*Task brief*
Every record must come back exactly as given.

Extracted data entries:
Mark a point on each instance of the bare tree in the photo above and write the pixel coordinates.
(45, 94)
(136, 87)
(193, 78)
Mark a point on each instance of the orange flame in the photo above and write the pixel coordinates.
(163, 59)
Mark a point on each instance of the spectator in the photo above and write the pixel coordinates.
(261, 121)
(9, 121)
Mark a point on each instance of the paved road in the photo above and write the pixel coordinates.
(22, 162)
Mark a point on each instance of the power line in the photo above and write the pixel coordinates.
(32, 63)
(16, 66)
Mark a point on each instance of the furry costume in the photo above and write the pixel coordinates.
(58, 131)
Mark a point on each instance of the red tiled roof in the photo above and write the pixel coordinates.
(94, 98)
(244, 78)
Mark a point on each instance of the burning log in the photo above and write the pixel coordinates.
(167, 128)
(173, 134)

*Answer to this task*
Mark a point on each instance of the bare tree in the photo above and write the pixel coordinates.
(45, 94)
(136, 87)
(193, 78)
Mark a point on each instance of the orange flame in the photo above and write the pixel coordinates.
(163, 59)
Mark a point on each instance of the spectator in the photo above and write the pixel coordinates.
(261, 121)
(9, 121)
Mark a point on each instance of the paved road in the photo above and write the pixel coordinates.
(22, 162)
Mark a point on each instance of the power line in the photo above and write the pixel coordinates.
(32, 63)
(16, 66)
Mark a point on each instance of the furry costume in the photo above and write the pixel coordinates.
(58, 131)
Mark a point on each instance of the red tiled roof in the photo above and write the pixel coordinates.
(94, 98)
(244, 78)
Mark a point on each instance of the burning log in the photo above and write the pixel coordinates.
(167, 128)
(173, 134)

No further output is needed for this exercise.